Heptares was co-founded in 2007 by Richard Henderson and Chris Tate, LMB group leaders in the Structural Studies Division. It was set up to exploit their pioneering technology to stabilise G-protein-coupled receptors (GPCRs). GPCRs are an important family of proteins found in cell membranes. They are responsible for triggering responses inside cells to a number of external factors such as hormones, neurotransmitters and sensory stimuli. About a third of all commonly prescribed drugs, such as beta-blockers and anti-migraine drugs, specifically interact with these receptors. Understanding their structure at a molecular level helps us to design new and more effective drugs to combat many human illnesses.
GPCRs are the most important targets for small molecule drugs in the human body and Heptares is working with partners to discover new medicines to target key diseases such as Alzheimer’s, schizophrenia, type 2 diabetes, cancers and HIV.
The company quickly raised more than £40 million from leading life science venture investors and signed drug discovery collaborations with AstraZeneca, Shire, Takeda and Novartis. This enabled it to develop its unique technology that allows it to design drugs precisely based on a detailed understanding of the structure of the drug-target. Using this method, Heptares aims to design and develop superior medicines that are more effective, with better selectivity and fewer side effects.
The acquisition by Sosei is for up to USD 400 million. Heptares will be managed as an autonomous subsidiary of the Sosei Group. The acquisition secures significant investment into the technology platform and clinical pipeline, and will advance Heptares programmes to provide much needed new treatment options for patients.

Recorded data:
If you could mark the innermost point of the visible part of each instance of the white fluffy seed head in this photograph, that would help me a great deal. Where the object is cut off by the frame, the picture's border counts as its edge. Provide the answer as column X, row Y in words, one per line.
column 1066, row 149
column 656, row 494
* * *
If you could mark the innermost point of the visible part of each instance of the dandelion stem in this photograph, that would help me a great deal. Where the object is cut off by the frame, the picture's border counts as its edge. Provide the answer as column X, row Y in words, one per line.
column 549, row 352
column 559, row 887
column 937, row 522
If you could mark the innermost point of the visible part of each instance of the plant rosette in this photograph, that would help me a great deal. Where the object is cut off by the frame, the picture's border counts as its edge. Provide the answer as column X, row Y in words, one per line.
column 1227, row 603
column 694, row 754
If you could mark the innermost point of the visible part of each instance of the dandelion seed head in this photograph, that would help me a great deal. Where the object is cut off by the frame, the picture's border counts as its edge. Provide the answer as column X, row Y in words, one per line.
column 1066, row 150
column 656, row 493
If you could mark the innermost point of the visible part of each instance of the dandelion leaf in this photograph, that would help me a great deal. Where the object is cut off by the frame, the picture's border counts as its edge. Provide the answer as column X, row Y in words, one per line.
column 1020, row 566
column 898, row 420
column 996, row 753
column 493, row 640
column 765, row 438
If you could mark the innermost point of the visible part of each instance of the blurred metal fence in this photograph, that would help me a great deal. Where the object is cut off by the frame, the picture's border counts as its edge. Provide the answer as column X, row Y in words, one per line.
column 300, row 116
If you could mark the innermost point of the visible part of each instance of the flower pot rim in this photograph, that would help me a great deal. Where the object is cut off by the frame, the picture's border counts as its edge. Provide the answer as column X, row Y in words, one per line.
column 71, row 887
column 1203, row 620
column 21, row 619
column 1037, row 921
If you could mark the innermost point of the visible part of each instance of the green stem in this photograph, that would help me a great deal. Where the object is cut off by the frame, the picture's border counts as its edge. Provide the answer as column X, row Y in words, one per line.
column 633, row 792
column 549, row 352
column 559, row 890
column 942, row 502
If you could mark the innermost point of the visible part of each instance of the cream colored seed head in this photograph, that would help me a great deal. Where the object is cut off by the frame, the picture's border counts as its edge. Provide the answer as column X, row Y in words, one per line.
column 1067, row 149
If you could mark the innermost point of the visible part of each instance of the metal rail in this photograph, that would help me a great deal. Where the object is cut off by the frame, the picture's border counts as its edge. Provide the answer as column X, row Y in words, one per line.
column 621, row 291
---
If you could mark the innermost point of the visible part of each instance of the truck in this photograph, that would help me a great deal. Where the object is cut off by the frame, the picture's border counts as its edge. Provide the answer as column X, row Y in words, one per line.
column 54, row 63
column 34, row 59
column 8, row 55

Problem to work on: List every disease that the passage on Heptares above names as a target for the new medicines Heptares is working to discover with partners.

Written reply: Alzheimer’s, schizophrenia, type 2 diabetes, cancers, HIV